# TASK BRIEF
Down to the last line, the material below should be reproduced exactly.

START DATA LISTING

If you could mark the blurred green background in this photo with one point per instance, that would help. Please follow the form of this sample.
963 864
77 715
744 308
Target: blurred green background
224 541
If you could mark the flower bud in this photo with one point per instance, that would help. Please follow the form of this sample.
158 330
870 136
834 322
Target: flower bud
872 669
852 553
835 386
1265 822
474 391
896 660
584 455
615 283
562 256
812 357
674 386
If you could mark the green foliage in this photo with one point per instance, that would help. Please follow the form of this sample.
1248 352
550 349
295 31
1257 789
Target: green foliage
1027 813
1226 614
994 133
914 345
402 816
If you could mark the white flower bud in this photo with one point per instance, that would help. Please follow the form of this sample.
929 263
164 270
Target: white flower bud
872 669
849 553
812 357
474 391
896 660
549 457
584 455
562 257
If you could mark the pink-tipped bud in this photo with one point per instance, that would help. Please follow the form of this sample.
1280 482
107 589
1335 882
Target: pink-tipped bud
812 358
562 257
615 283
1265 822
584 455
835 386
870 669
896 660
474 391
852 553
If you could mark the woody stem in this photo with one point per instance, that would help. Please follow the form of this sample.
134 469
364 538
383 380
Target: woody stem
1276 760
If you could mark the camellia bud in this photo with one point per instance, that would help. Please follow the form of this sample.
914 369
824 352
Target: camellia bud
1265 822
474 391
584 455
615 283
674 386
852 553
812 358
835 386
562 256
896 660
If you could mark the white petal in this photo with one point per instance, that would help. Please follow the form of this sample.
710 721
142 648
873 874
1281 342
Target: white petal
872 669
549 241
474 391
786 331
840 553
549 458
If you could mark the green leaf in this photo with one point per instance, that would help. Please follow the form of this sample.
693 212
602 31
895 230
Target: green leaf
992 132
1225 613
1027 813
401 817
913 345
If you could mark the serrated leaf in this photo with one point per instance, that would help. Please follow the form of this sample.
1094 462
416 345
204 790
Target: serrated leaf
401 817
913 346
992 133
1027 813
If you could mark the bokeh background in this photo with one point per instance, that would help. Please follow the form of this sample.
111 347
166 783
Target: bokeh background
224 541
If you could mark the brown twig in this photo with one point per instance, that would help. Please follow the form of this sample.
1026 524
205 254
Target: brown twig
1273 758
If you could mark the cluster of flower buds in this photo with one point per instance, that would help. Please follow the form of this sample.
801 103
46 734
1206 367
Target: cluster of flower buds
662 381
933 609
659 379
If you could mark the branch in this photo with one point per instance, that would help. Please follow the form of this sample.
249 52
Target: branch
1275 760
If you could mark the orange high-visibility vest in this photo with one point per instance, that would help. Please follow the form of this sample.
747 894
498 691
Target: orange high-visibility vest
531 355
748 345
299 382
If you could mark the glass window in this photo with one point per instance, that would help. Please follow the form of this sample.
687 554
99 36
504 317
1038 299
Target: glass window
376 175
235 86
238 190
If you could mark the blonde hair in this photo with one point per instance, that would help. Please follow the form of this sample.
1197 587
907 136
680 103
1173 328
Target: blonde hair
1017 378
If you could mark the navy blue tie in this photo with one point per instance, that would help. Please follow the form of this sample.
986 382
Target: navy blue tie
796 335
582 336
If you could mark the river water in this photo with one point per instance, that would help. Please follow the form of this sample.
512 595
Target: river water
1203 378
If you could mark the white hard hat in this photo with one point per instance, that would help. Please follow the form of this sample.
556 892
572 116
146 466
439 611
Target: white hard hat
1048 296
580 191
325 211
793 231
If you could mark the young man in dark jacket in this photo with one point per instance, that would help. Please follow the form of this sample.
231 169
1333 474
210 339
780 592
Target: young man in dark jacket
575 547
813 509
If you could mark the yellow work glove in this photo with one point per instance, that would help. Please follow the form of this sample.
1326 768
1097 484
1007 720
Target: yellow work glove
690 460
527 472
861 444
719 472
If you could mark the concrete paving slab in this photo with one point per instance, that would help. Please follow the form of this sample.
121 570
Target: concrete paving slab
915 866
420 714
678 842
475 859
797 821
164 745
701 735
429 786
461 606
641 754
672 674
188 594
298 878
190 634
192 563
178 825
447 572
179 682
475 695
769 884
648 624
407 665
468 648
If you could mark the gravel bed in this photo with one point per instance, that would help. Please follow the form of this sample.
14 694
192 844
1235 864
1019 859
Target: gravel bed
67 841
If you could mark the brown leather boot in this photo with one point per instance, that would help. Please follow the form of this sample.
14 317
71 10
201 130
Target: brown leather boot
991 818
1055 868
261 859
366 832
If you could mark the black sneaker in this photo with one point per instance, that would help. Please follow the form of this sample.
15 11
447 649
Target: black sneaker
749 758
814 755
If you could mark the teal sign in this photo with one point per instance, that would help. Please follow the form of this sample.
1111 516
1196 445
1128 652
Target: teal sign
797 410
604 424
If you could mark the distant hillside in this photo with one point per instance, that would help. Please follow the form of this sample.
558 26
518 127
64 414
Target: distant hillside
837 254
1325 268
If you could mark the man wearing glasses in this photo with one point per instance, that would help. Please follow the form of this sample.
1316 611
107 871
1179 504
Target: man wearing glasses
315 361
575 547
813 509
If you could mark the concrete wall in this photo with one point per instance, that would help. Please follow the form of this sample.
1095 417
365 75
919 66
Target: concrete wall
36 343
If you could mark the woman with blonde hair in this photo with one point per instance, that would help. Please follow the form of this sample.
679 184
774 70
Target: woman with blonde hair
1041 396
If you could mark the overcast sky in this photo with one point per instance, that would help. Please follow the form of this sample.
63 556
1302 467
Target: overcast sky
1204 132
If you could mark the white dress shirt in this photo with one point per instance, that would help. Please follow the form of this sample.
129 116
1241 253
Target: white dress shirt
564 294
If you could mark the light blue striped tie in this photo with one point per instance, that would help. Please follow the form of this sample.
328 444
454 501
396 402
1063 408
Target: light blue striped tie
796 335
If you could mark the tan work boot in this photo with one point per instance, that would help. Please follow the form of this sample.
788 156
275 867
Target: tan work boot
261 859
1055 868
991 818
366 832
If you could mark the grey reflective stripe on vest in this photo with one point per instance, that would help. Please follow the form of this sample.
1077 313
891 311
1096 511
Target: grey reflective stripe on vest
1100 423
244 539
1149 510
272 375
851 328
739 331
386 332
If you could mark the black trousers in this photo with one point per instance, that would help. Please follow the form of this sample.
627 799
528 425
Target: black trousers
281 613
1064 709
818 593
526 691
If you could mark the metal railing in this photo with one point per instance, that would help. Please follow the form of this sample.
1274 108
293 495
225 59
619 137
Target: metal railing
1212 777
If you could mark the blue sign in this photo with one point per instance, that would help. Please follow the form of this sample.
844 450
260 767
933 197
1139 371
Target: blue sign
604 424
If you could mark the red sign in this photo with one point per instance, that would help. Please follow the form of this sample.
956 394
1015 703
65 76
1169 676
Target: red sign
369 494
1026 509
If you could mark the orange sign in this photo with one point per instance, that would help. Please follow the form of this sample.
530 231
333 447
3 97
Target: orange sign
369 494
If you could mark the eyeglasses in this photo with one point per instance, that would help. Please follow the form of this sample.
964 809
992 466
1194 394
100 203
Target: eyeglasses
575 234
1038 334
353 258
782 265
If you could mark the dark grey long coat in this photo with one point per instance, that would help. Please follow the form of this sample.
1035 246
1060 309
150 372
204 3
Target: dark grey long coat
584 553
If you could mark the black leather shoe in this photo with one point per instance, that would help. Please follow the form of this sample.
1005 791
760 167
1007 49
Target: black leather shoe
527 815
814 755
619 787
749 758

END DATA LISTING

# REPLY
If you could mark the blurred green background in this photo with one point per instance, that would help. Please follow the form of this sample.
963 864
77 715
744 308
Target: blurred green background
224 541
If you could mark the flower bud in this photo with one point per instance, that would help. Please follow the form of this sample.
158 330
870 136
834 322
Target: flower bud
872 669
852 553
835 386
1265 822
474 391
896 660
584 455
615 283
562 256
812 357
674 386
If you could mark the green foliage in this photo with one point per instance, that would help. Please follow the form of this sample.
1248 352
550 349
295 31
1257 789
Target: green foliage
1027 813
1226 614
994 133
914 345
402 816
If you could mark the white flower bud in this photo with one point per instance, that would help. Please follow the form of this sample.
929 263
164 270
Target: white flower bud
872 669
849 553
812 357
474 391
896 660
549 457
584 455
562 257
If you could mark the pink-tipped bud in this photo with one point per instance, that would help. Please follow the form of this sample.
1280 482
107 589
1335 882
Target: pink-tipped bud
812 358
562 257
615 283
1265 822
584 455
835 386
870 669
896 660
474 391
852 553
If you could mark the woody stem in this photo with one point per instance, that would help. Please follow the form of this sample.
134 469
364 538
383 380
Target: woody stem
1276 760
If you could mark the camellia bud in this photo with one point per instance, that would help. Please follow the form of this sample.
914 369
824 352
Target: camellia bud
1265 822
474 391
584 455
615 283
674 386
852 553
812 358
835 386
562 256
896 660
If you could mark the white petal in this photo with one point per instance, that would help. Please follow the form of this sample.
710 721
142 648
873 874
1281 342
Target: white petal
872 669
549 241
474 391
786 331
840 553
549 458
If you could mark the green leaf in this photo with one point per instance, that would help. Please follow the form of this sample.
693 212
602 31
895 230
Target: green leaf
992 132
1225 613
1027 813
401 817
913 345
If you could mark the serrated leaf in this photo with one point per instance, that would help. Please follow the form of this sample.
1094 462
416 345
204 790
Target: serrated leaf
401 817
913 346
992 133
1027 813
If you could mark the bokeh background in this photo with one point per instance, that would help. Please follow the form of this sample.
111 347
166 783
Target: bokeh background
224 541
If you could mark the brown twig in this photo with one point per instance, that would help. Please follow the form of this sample.
1026 524
205 254
Target: brown twig
1273 758
If you could mark the cluster of flower buds in this photo with one point per instance, that would help. Please follow the form of this sample.
801 103
46 734
1206 367
Target: cluster of flower buds
662 381
933 609
659 379
If you could mark the branch in this photo with one point per instance, that would help. Please follow the form of this sample.
249 52
Target: branch
1275 760
If you could mark the orange high-visibility vest in this photo with one point per instance, that would help. Please follow the form of this sample.
747 894
498 691
Target: orange high-visibility vest
531 355
748 345
299 382
If you could mark the glass window in this photo with one point per instance, that would help. Please follow the form of this sample.
687 554
99 36
504 317
1038 299
Target: glass window
376 175
235 86
238 190
If you could mark the blonde hair in this photo with one point per instance, that would help. Please follow the form of this sample.
1197 587
907 136
680 103
1173 328
Target: blonde hair
1017 378
If you could mark the navy blue tie in this photo with one point per instance, that would help. Please follow the form of this sample.
986 382
Target: navy blue tie
796 335
582 336
If you could mark the river water in this photo with one point per instance, that would help. Please follow the form of this sample.
512 595
Target: river water
1203 378
If you could mark the white hard hat in this photo with one point per instance, that would help. Please follow the form of this sample.
556 892
572 116
146 466
439 611
Target: white hard hat
1048 296
580 191
325 211
793 231
If you could mark the young man in dark jacket in this photo with one point per instance, that would help. Please follow the form of this sample.
231 169
1333 474
210 339
780 592
Target: young man in dark jacket
575 547
813 509
If you could mark the yellow work glove in this photo with one point per instance, that would help. Please follow the form of this sample.
1326 768
1097 484
1007 720
Target: yellow work glove
690 460
527 472
861 444
719 472
If you could mark the concrete paving slab in this photo with one point per instance, that would help. Please follow the form of this sample.
121 570
Target: concrete paving slab
915 866
420 714
678 842
475 859
797 821
164 745
701 735
429 786
461 606
641 754
672 674
188 594
298 878
190 634
192 563
178 825
447 572
179 682
475 695
769 884
648 624
407 665
468 648
If you could mark the gravel bed in this photo with one point per instance, that would help. Please follow the form of this sample.
14 694
192 844
1235 864
1019 859
Target: gravel bed
67 841
If you could mark the brown leather boot in this photo with one point per instance, that would help. Please follow the form of this sample.
14 317
71 10
201 130
Target: brown leather boot
991 818
1055 868
261 859
366 832
If you could mark the black sneaker in this photo with one point per instance, that would help. Please follow the form of this sample.
15 11
447 649
Target: black sneaker
749 758
814 755
If you could mark the teal sign in this photo with one point per instance, that would help. Please follow the form of this sample.
1111 516
1196 445
1128 652
Target: teal sign
797 410
604 424
If you could mark the distant hillside in this photo with one point per instance, that would help. Please follow the form of this sample.
558 26
518 127
64 414
Target: distant hillside
837 254
1325 268
If you could mark the man wearing glasses in this photo with one point per instance, that would help. Please follow the form of this sample.
1316 611
107 871
1179 504
Target: man wearing glasses
315 361
575 547
813 509
If you could mark the concrete wall in this photo with one point per instance, that would help. Please follow the form of this sample.
1095 417
365 75
919 66
Target: concrete wall
36 343
If you could mark the woman with blonde hair in this photo with one point per instance, that would help. Please follow the form of this sample.
679 184
774 70
Target: woman with blonde hair
1041 396
If you could mark the overcast sky in this photo with one point per instance, that would help. Please follow the form of this sample.
63 556
1302 467
Target: overcast sky
1204 132
If you could mark the white dress shirt in this photo with one point per instance, that would help. Please follow the form of this sample.
129 116
1241 253
Target: white dress shirt
564 294
If you could mark the light blue striped tie in this photo with one point per instance, that would help. Please follow the form of this sample.
328 444
454 501
396 402
1063 408
Target: light blue striped tie
796 335
If you could mark the tan work boot in this photo with one point per instance, that would help. Please follow the form of this sample.
788 156
275 867
Target: tan work boot
261 859
1055 868
991 818
366 832
If you could mark the grey reflective stripe on vest in this photo with one point per instance, that would help. Please follow the form of this sample.
1077 313
891 311
1096 511
Target: grey reflective stripe on vest
1100 423
244 539
1149 510
272 375
851 328
739 331
386 332
If you could mark the black trousers in this photo with one point per instance, that would help. Please follow the form of this sample.
627 799
528 425
Target: black trousers
281 613
1064 709
818 593
526 691
If you could mark the metal railing in this photo with one point per instance, that would help. Please follow the form of this sample.
1274 108
293 495
225 59
619 137
Target: metal railing
1212 777
If you could mark the blue sign in this photo with one point per instance, that would help. Please follow the form of this sample.
844 450
260 767
933 197
1139 371
Target: blue sign
604 424
If you could mark the red sign in this photo with one point per instance, that would help. Please follow the form of this sample.
956 394
1015 703
65 76
1169 676
Target: red sign
369 494
1026 509
If you could mark the orange sign in this photo with one point per instance, that would help. Please follow the form of this sample.
530 231
333 447
3 97
Target: orange sign
369 494
If you could mark the eyeglasses in this photo with one point per instance, that would help. Please follow the form of this sample.
964 809
992 466
1194 394
100 203
Target: eyeglasses
575 234
1038 334
353 258
782 265
If you could mark the dark grey long coat in this photo with one point per instance, that would help. Please follow the form of this sample.
1035 246
1060 309
150 372
204 3
Target: dark grey long coat
584 553
If you could mark the black leather shoe in this photo with one point per instance, that would help. Please follow the form of this sample.
1005 791
760 167
1007 49
Target: black leather shoe
527 815
814 755
619 787
749 758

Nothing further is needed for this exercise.